# [WHAT THE EXERCISE ASKS]
Reproduce exactly the lines from the one containing "Annotation task — pin every instance of the leaning" through the last line of the records below, both included, and nothing else.

** Opening RECORDS FOR THE TASK block **

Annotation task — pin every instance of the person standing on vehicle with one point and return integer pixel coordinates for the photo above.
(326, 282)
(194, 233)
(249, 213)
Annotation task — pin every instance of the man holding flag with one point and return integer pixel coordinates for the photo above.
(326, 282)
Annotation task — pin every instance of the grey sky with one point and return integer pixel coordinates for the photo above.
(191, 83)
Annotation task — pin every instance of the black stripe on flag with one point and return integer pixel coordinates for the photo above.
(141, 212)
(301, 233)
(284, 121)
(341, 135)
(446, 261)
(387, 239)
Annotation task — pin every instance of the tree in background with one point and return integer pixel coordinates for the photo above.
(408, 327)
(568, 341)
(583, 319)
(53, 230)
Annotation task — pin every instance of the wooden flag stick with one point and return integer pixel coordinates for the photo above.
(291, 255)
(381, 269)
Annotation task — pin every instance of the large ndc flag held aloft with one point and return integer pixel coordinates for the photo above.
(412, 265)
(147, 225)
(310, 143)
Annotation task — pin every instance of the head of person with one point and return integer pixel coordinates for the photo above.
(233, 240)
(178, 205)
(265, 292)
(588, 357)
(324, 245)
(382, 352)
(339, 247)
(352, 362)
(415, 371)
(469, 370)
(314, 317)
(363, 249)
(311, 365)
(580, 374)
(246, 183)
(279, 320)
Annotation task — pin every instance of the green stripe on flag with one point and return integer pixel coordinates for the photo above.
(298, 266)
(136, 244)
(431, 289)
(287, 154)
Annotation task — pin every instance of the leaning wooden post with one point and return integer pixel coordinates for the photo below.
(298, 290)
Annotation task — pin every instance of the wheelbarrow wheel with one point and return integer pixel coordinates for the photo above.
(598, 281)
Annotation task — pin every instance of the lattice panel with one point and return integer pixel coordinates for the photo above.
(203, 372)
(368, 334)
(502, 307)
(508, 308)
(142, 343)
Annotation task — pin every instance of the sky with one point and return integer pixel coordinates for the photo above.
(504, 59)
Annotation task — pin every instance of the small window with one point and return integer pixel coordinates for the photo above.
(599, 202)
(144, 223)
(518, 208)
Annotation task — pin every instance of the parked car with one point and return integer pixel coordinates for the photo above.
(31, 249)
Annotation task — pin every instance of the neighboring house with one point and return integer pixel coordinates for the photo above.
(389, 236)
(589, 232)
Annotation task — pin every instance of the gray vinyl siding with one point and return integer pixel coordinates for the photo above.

** Closing RECORDS FOR THE TASK block **

# [WRITTEN RESPONSE]
Annotation task — pin every instance of the leaning wooden post with one point and return integer pixel coordinates for the photo below.
(298, 290)
Annotation task — pin every instance of the wheelbarrow wheel with one point and return integer pixel coordinates for the photo above.
(598, 281)
Annotation task — pin every instance of the lattice panel with one point and return integer pixel coordinates for the photo above.
(203, 372)
(368, 334)
(502, 307)
(508, 308)
(142, 343)
Annotation task — pin every instance of the sky with one point and return integer pixel coordinates for the photo above.
(504, 59)
Annotation task — pin every instance of the small window with one point and return integer pixel coordinates for the photo above.
(599, 202)
(144, 223)
(518, 208)
Annotation task — pin every instance of the parked car with one point and return integer pixel coordinates for the photo above.
(31, 249)
Annotation task — pin every instance of the neighboring house with one point and return integer pixel coordinates for the photo above.
(389, 236)
(589, 232)
Annotation task — pin every instance of the gray vinyl siding with one point and return integer pixel coordinates for the photo above.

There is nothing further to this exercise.